• [Exercise]:
Each record should be copied exactly into the answer, and no picture should go with it.

(Segmentation mask data)
------------------------------------
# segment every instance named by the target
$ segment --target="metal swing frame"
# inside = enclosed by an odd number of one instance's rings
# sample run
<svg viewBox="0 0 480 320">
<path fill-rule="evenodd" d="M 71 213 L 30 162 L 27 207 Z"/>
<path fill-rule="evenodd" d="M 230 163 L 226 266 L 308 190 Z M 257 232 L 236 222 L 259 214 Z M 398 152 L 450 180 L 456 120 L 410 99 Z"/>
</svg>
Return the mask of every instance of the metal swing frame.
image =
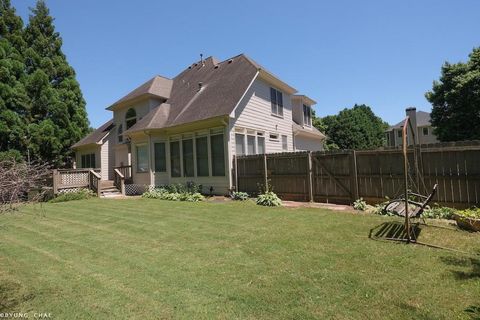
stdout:
<svg viewBox="0 0 480 320">
<path fill-rule="evenodd" d="M 400 226 L 398 223 L 393 223 L 391 225 L 388 225 L 388 223 L 382 223 L 379 226 L 373 228 L 370 230 L 369 238 L 374 239 L 374 240 L 387 240 L 387 241 L 398 241 L 398 242 L 404 242 L 404 243 L 414 243 L 414 244 L 419 244 L 419 245 L 424 245 L 432 248 L 439 248 L 439 249 L 445 249 L 445 250 L 451 250 L 451 251 L 458 251 L 456 249 L 452 248 L 447 248 L 447 247 L 442 247 L 439 245 L 431 244 L 431 243 L 426 243 L 426 242 L 420 242 L 417 240 L 417 235 L 420 233 L 420 222 L 412 224 L 411 219 L 412 218 L 422 218 L 423 220 L 423 225 L 427 225 L 425 219 L 422 217 L 422 213 L 427 207 L 428 203 L 432 200 L 432 198 L 435 196 L 435 193 L 437 191 L 438 185 L 435 184 L 433 187 L 432 192 L 428 196 L 424 196 L 418 193 L 413 193 L 410 192 L 408 189 L 408 155 L 407 155 L 407 150 L 408 150 L 408 140 L 407 140 L 407 133 L 408 129 L 410 128 L 410 132 L 412 133 L 412 139 L 413 139 L 413 146 L 414 146 L 414 165 L 415 165 L 415 170 L 416 170 L 416 179 L 417 179 L 417 187 L 420 186 L 420 175 L 419 175 L 419 168 L 418 168 L 418 157 L 416 155 L 416 136 L 415 136 L 415 130 L 412 126 L 410 117 L 406 117 L 403 128 L 402 128 L 402 151 L 403 151 L 403 175 L 404 175 L 404 193 L 399 199 L 392 200 L 387 203 L 385 206 L 385 209 L 388 206 L 402 206 L 402 209 L 400 212 L 397 212 L 395 210 L 392 210 L 393 213 L 395 213 L 397 216 L 403 217 L 403 226 Z M 414 201 L 410 200 L 410 197 L 416 197 L 417 199 L 421 199 L 422 201 Z M 414 207 L 414 209 L 411 210 L 411 207 Z M 446 227 L 440 227 L 440 226 L 432 226 L 432 227 L 437 227 L 437 228 L 442 228 L 442 229 L 448 229 L 448 230 L 456 230 L 456 229 L 451 229 L 451 228 L 446 228 Z M 377 232 L 374 232 L 378 230 Z M 387 234 L 386 237 L 383 235 Z"/>
</svg>

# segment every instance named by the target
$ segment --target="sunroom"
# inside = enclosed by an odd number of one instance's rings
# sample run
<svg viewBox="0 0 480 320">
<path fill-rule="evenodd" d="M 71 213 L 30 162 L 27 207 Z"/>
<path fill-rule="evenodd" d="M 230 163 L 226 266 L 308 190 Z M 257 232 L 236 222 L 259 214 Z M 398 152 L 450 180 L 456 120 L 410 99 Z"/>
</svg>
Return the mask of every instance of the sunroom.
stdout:
<svg viewBox="0 0 480 320">
<path fill-rule="evenodd" d="M 193 181 L 204 193 L 226 194 L 230 187 L 226 137 L 225 127 L 133 137 L 133 184 L 141 192 L 146 186 Z"/>
</svg>

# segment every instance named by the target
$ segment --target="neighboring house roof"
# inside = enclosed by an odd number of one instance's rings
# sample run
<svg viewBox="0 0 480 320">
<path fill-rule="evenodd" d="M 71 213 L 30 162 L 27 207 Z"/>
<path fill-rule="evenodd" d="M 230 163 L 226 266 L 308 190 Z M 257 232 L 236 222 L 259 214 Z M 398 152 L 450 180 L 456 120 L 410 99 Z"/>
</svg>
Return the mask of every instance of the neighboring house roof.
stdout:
------------------------------------
• [Response to this task]:
# segment every instance named by the target
$ segment --target="metal swing frame"
# inside = enclosed by an odd number of one instance's rings
# sample run
<svg viewBox="0 0 480 320">
<path fill-rule="evenodd" d="M 71 213 L 30 162 L 27 207 Z"/>
<path fill-rule="evenodd" d="M 230 163 L 226 266 L 308 190 Z M 257 232 L 236 222 L 259 214 Z M 398 152 L 450 180 L 456 120 L 410 99 Z"/>
</svg>
Return the mask of every instance of the metal swing frame.
image =
stdout:
<svg viewBox="0 0 480 320">
<path fill-rule="evenodd" d="M 400 226 L 398 223 L 393 223 L 391 225 L 388 225 L 388 223 L 382 223 L 379 226 L 373 228 L 370 230 L 369 238 L 374 239 L 374 240 L 387 240 L 387 241 L 398 241 L 398 242 L 404 242 L 404 243 L 414 243 L 414 244 L 419 244 L 419 245 L 424 245 L 432 248 L 439 248 L 439 249 L 445 249 L 445 250 L 451 250 L 451 251 L 458 251 L 456 249 L 452 248 L 447 248 L 447 247 L 442 247 L 439 245 L 431 244 L 431 243 L 426 243 L 426 242 L 420 242 L 417 240 L 417 235 L 420 233 L 420 222 L 412 224 L 411 219 L 412 218 L 422 218 L 423 220 L 423 225 L 427 225 L 425 219 L 422 217 L 422 213 L 427 207 L 428 203 L 432 200 L 432 198 L 435 196 L 435 193 L 437 191 L 438 185 L 435 184 L 433 187 L 432 192 L 428 196 L 424 196 L 418 193 L 413 193 L 410 192 L 408 189 L 408 155 L 407 155 L 407 150 L 408 150 L 408 140 L 407 140 L 407 133 L 408 129 L 410 128 L 410 132 L 412 133 L 412 139 L 413 139 L 413 146 L 414 146 L 414 165 L 415 165 L 415 170 L 416 170 L 416 179 L 417 179 L 417 187 L 420 186 L 420 175 L 419 175 L 419 168 L 418 168 L 418 157 L 416 155 L 416 136 L 415 136 L 415 130 L 412 126 L 410 117 L 406 117 L 403 128 L 402 128 L 402 151 L 403 151 L 403 175 L 404 175 L 404 193 L 399 199 L 392 200 L 387 203 L 385 206 L 385 209 L 388 206 L 402 206 L 402 209 L 400 212 L 397 212 L 395 210 L 392 210 L 393 213 L 395 213 L 397 216 L 403 217 L 403 226 Z M 414 201 L 410 200 L 410 197 L 416 197 L 417 199 L 421 199 L 422 201 Z M 414 207 L 414 209 L 411 210 L 411 207 Z M 446 227 L 440 227 L 440 226 L 432 226 L 432 227 L 437 227 L 437 228 L 442 228 L 442 229 L 448 229 L 448 230 L 456 230 L 456 229 L 451 229 L 451 228 L 446 228 Z M 377 232 L 374 232 L 378 230 Z M 387 234 L 386 237 L 383 235 Z"/>
</svg>

# segment every instance named by the target
$ segment --target="sunroom"
# inside = enclosed by an odd number of one instance's rings
# sample run
<svg viewBox="0 0 480 320">
<path fill-rule="evenodd" d="M 71 213 L 30 162 L 27 207 Z"/>
<path fill-rule="evenodd" d="M 230 163 L 226 266 L 308 190 Z M 257 232 L 236 222 L 259 214 Z M 398 152 L 450 180 L 456 120 L 410 99 Z"/>
</svg>
Return the mask of every instance of the sunroom.
stdout:
<svg viewBox="0 0 480 320">
<path fill-rule="evenodd" d="M 193 181 L 204 193 L 226 194 L 230 187 L 226 137 L 225 127 L 133 137 L 133 184 L 141 192 L 146 186 Z"/>
</svg>

# segment every instance named by the target
$ segment --target="neighboring house roof"
# inside = enclosed by an odd number of one instance's rings
# sample run
<svg viewBox="0 0 480 320">
<path fill-rule="evenodd" d="M 71 213 L 30 162 L 27 207 Z"/>
<path fill-rule="evenodd" d="M 230 163 L 226 266 L 308 190 Z M 257 232 L 236 222 L 259 214 Z M 398 152 L 450 180 L 456 120 L 410 99 Z"/>
</svg>
Return the mask of every instance of the neighboring house roof.
stdout:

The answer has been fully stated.